WHAT TO DO - Your task is to output the entries below word for word.

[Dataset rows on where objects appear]
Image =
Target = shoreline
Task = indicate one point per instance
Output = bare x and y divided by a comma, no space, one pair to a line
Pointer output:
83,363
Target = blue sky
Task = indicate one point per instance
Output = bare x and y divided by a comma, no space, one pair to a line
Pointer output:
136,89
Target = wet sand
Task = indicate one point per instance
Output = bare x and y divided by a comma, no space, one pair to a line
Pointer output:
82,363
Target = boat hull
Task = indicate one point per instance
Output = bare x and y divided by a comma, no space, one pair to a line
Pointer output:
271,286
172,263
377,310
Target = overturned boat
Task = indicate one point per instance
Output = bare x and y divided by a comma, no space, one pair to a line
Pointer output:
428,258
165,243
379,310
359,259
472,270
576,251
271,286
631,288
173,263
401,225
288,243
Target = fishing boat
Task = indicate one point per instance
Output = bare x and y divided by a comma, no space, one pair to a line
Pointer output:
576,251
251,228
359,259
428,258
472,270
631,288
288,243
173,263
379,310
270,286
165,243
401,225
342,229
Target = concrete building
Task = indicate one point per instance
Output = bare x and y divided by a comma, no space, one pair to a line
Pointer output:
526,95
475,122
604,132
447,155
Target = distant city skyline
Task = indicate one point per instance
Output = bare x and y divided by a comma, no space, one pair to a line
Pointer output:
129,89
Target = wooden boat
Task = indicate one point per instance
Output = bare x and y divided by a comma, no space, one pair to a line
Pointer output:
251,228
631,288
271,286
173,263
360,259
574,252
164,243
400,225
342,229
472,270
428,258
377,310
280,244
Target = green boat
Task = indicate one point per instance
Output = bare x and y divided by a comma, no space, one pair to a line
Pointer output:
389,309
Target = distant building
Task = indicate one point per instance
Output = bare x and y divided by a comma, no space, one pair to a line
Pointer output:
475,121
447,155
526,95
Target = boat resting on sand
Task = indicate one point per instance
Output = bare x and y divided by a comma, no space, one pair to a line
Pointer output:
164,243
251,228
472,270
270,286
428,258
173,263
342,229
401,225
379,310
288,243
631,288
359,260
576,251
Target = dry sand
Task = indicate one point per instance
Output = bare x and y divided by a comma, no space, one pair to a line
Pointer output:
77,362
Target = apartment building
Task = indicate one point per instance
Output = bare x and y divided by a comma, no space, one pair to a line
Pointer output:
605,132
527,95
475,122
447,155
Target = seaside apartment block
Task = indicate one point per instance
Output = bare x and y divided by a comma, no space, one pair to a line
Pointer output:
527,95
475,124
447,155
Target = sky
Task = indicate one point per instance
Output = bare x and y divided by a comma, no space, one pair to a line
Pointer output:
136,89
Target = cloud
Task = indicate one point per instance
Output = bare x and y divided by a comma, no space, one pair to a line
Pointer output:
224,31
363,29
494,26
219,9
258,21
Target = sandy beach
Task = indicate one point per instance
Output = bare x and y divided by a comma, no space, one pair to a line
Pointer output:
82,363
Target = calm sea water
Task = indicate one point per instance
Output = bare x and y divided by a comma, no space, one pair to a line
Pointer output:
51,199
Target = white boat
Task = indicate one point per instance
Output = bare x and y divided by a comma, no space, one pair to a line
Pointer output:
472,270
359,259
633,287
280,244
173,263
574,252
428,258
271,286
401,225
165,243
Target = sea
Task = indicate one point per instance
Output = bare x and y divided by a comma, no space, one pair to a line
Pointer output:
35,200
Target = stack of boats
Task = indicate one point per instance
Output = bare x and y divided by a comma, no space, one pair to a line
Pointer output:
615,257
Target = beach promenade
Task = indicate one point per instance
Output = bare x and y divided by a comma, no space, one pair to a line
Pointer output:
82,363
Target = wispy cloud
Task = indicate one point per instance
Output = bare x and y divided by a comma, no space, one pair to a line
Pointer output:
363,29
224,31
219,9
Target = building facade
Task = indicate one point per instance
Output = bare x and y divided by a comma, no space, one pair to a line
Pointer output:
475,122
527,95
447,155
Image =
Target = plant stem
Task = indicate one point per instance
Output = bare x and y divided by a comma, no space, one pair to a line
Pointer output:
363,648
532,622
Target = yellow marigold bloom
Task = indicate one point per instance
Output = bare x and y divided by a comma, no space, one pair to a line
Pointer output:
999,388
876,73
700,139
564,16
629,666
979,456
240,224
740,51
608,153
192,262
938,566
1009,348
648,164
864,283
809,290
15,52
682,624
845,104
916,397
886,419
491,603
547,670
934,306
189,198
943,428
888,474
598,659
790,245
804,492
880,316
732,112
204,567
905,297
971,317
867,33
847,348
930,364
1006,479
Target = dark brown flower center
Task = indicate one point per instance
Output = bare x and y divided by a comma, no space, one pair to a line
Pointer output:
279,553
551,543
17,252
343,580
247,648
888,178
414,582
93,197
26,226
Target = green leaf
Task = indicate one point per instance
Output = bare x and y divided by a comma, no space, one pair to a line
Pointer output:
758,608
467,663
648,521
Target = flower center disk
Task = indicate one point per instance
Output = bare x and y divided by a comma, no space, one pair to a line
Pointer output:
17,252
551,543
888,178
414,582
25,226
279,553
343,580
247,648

COMPLETED EXERCISE -
Image =
Target = shoreline
Task = indicate one point per instance
Output = bare x and y divided by a comma, no space, one pair to a line
Pointer output:
83,363
Target = blue sky
Task = indicate one point per instance
Output = bare x and y divided by a comma, no space, one pair to a line
Pointer output:
136,89
Target = wet sand
Task = indicate one point per instance
Output = bare x and y divided by a comma, no space, one pair to a line
Pointer output:
82,363
Target = boat hull
Task = indicate one point per instance
Output = bare x and y divided by a comma, no space, one pair to a line
Pointer output:
271,286
172,263
377,310
Target = overturned boat
Task = indicate one point per instance
Output = bare x and y divided by a comma, no space, one pair to a line
Pointer output:
428,258
165,243
379,310
359,259
472,270
576,251
271,286
631,288
173,263
401,225
288,243
Target = fishing boat
Task = indicate one point per instance
Output = bare x and y divided by a comma, no space, one pair to a line
Pointer output:
576,251
251,228
359,259
428,258
472,270
631,288
288,243
173,263
379,310
270,286
165,243
401,225
342,229
Target = concrete building
Task = indicate one point per instance
Output = bare x and y divided by a comma, no space, one pair to a line
Pointer output:
526,95
475,122
604,132
447,155
Target = distant city skyline
Task = indicate one point per instance
Output = bare x and y divided by a comma, no space, one pair to a line
Pointer output:
129,89
Target = wooden boat
Task = indicate one point per instance
Output = bare x and y divided by a comma, no space, one pair to a line
Pointer output:
251,228
631,288
271,286
173,263
360,259
574,252
164,243
400,225
342,229
472,270
428,258
377,310
280,244
Target = green boat
Task = indicate one point per instance
Output = bare x and y divided by a comma, no space, one pair to a line
Pointer output:
389,309
Target = distant building
Task = indicate one point per instance
Output = bare x and y divided by a comma, no space, one pair to a line
Pointer output:
475,121
447,155
526,95
Target = boat resting on sand
Task = indicate one point per instance
Output = bare x and y divided by a comma, no space, one pair to a line
Pointer output:
164,243
251,228
472,270
270,286
428,258
173,263
342,229
401,225
379,310
288,243
631,288
359,260
576,251
Target = dry sand
Task = indicate one point per instance
Output = bare x and y divided by a comma, no space, one pair to a line
Pointer output:
77,362
Target = apartment building
Task = indicate one point per instance
Output = bare x and y divided by a comma, no space, one pair to a line
Pointer output:
605,132
527,95
475,122
447,155
Target = seaside apartment block
Task = indicate one point per instance
Output = bare x and y divided by a comma, no space, one pair to a line
Pointer output:
527,95
475,124
447,155
Target = sky
Task = indicate one point per instance
Output = bare x and y divided by a comma, no space, one pair to a line
Pointer output:
136,89
Target = cloud
Task = indicate one point per instance
Output = bare x and y divided by a comma, no space, one pair to a line
Pointer output:
224,31
363,29
494,26
219,9
258,21
Target = sandy beach
Task = indicate one point per instance
Output = bare x and y divided by a comma, no space, one pair to a line
Pointer output:
82,363
Target = calm sea water
Task = indicate one point per instance
Output = bare x and y divided by a comma, no space, one pair to a line
Pointer output:
51,199
Target = white boat
Task = indicate one point per instance
Output = bare x and y divided by a comma, no space, one pair to a line
Pointer output:
472,270
359,259
633,287
280,244
173,263
574,252
428,258
271,286
401,225
165,243
Target = sea
Task = indicate one point per instance
Output = bare x and y divided by a comma, no space, one pair to a line
Pointer output:
35,200
Target = stack of boats
Task = indicate one point per instance
Output = bare x and y divided by a comma, no space, one pair to a line
Pointer output:
615,257
Target = beach promenade
Task = indicate one point per instance
Output = bare x and y divided by a comma, no space, one pair to a line
Pointer output:
82,363
Target = wispy cloud
Task = indicate one point per instance
Output = bare x and y divided by a comma, no space, one pair to a line
Pointer output:
363,29
224,31
219,9
Target = building facade
Task = indicate one point per instance
Output = bare x and y divided by a comma, no space, one pair to a line
Pointer output:
475,122
527,95
447,155
Image =
Target = plant stem
Task = indicate one point per instance
Output = bare x and y divided by a comma, no space, one pair to a line
Pointer output:
363,648
532,622
Target = yellow marigold bloom
Task = indicate one point per instance
Output = bare x and y divided by a comma, no space, one pair to a line
Pointer output:
999,388
876,73
700,139
564,16
629,666
979,456
240,224
740,51
608,153
192,262
938,566
1009,348
648,164
864,283
809,290
15,52
682,624
845,104
916,397
886,419
491,603
547,670
934,306
189,198
943,428
888,474
598,659
790,245
804,492
880,316
732,112
204,567
905,297
971,317
867,33
847,348
930,364
1006,479
Target = dark brown flower center
Task = indicate one point per instance
Output = bare x and y divided by a comma, no space, one pair to a line
Pointer output:
279,553
551,543
17,252
343,580
247,648
888,178
414,582
93,197
26,226
Target = green leaf
Task = indicate one point per instance
Output = bare x and y divided by a comma, no space, one pair to a line
Pointer output:
758,608
467,663
648,521
Target = flower center disk
Task = indicate one point per instance
Output = bare x and y divided by a comma, no space, one pair to a line
Pointer output:
17,252
551,543
888,178
414,582
25,226
279,553
343,580
247,648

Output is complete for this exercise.